* [CONSIGNE] Dans le texte sur les autorités haïtiennes et les réseaux sociaux, relevez s'il vous plaît tous les adjectifs qui décrivent les commentaires publiés sur Twitter dans le dernier paragraphe.

* [TEXTE DE LA PAGE]
..........

Je pars d’un constat que je ne suis pas le seul à faire : les autorités haïtiennes, du plus bas au plus haut niveau de l’État, se font un devoir ces derniers temps d’utiliser les réseaux sociaux pour faire passer leurs messages. À cela il y a plusieurs avantages, dont probablement le plus important est qu’ils leur permettent de dire exactement ce qu’ils ont envie de dire, sans aucune altération (naturelle ou voulue) qui est souvent l’apanage des médias plus traditionnels.

Ou peut-être tout simplement que ces responsables utilisent Twitter et Facebook, principalement, pour une autre raison : la quantité de propos critiques à leur égard, venant de cette jeunesse plus ou moins émancipée, maitrisant en partie ou totalement les réseaux sociaux. Internet est beaucoup plus accessible de nos jours, malgré d’énormes marges d’amélioration de ce secteur. Et les adeptes de ces nouveaux médias en profitent. 

Surfant sur la vague d’impopularité de la plupart de nos dirigeants dans l’opinion publique, les commentaires sur Twitter, surtout, n’ont jamais été aussi désobligeants, directs, et aussi négatifs sur l’action des gouvernants.

..........

* [DONNÉES ENREGISTRÉES]
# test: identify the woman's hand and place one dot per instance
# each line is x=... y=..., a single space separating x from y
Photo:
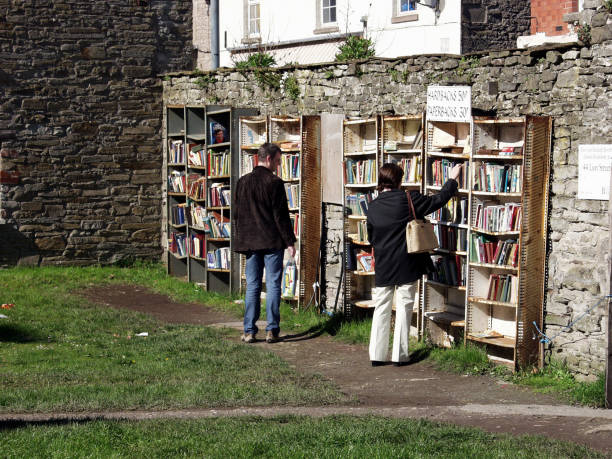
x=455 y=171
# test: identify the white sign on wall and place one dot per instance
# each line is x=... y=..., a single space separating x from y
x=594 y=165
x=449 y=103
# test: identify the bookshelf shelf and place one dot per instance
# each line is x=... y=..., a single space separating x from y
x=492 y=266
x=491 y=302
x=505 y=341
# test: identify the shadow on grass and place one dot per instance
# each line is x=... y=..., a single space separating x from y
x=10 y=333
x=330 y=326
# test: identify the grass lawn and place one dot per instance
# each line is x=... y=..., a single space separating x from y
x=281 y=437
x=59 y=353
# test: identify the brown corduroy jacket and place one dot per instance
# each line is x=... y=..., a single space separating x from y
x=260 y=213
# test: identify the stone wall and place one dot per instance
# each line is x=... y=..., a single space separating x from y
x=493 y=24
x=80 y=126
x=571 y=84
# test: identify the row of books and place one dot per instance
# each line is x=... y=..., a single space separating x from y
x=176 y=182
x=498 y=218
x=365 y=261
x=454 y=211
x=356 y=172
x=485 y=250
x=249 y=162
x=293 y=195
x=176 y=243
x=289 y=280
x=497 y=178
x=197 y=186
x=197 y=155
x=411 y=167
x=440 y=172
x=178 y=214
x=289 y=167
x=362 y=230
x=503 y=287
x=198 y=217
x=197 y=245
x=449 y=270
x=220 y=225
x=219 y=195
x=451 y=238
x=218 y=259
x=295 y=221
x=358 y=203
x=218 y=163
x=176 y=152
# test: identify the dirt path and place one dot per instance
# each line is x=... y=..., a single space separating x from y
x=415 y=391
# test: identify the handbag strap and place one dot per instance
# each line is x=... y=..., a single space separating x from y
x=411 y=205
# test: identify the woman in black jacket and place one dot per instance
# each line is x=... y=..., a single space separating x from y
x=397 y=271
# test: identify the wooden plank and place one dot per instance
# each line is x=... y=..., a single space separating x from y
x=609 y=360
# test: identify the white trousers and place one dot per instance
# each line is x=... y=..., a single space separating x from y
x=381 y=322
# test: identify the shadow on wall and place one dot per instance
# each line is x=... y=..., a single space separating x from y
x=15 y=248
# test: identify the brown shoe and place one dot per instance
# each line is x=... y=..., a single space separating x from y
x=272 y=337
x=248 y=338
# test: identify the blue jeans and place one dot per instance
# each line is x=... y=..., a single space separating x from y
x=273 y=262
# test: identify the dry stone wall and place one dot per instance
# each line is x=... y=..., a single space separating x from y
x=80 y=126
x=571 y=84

..........

* [RÉPONSE] désobligeants, directs, négatifs